## Description of the task
Make an exact copy of each entry, leaving out every picture.

## Provided material
════════

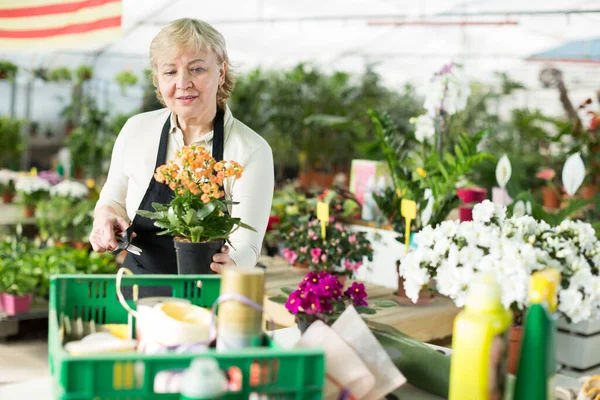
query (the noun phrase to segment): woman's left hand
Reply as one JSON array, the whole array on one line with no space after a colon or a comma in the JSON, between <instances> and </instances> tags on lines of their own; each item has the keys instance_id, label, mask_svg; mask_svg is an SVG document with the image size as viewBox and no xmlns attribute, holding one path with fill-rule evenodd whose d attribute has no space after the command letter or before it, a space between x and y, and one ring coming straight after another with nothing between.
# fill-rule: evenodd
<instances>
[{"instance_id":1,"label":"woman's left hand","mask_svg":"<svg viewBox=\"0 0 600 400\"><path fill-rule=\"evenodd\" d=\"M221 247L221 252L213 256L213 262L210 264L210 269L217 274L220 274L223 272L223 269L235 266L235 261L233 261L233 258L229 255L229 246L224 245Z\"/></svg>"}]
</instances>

════════

## Exercise result
query (the noun phrase to segment): woman's left hand
Reply as one JSON array, the whole array on one line with no space after a colon or a comma in the JSON, between <instances> and </instances> tags on lines of their own; each item has the keys instance_id, label, mask_svg; mask_svg is an SVG document with the image size as viewBox and no xmlns attribute, holding one path with fill-rule evenodd whose d attribute has no space after the command letter or before it, a space between x and y, and one ring coming straight after another with nothing between.
# fill-rule: evenodd
<instances>
[{"instance_id":1,"label":"woman's left hand","mask_svg":"<svg viewBox=\"0 0 600 400\"><path fill-rule=\"evenodd\" d=\"M221 247L221 252L213 256L213 262L210 264L210 269L217 274L220 274L223 272L223 269L235 266L235 261L233 261L233 258L229 255L229 246L224 245Z\"/></svg>"}]
</instances>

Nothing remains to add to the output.